* BRIEF *
Output every record word for word, minus the pictures.

* RECORDS FOR THE EXERCISE *

>>>>

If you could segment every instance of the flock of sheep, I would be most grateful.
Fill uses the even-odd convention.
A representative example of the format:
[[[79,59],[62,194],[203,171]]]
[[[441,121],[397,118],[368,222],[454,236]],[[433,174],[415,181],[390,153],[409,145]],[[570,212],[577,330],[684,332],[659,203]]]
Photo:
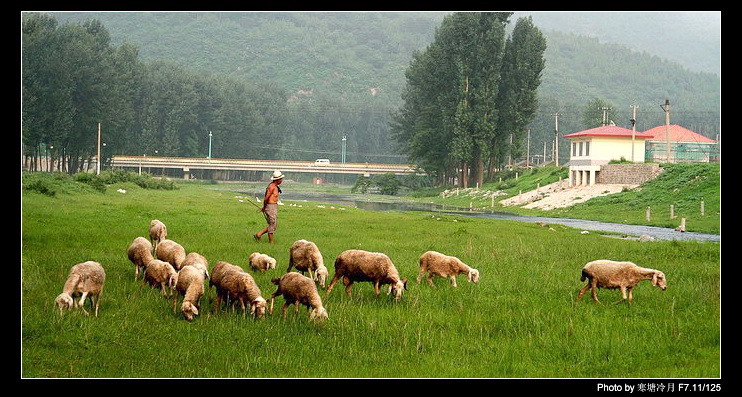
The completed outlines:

<<<<

* OUTPUT BELOW *
If you could segment every instance of the flock of sheep, I would be most grateful.
Fill uses the even-odd convention.
A representative example of the format:
[[[79,59],[62,194],[203,171]]]
[[[441,121],[397,118],[368,222],[454,236]],[[433,174],[415,181],[390,153],[409,145]],[[570,212],[577,330],[684,332],[659,203]]]
Photo:
The completed outlines:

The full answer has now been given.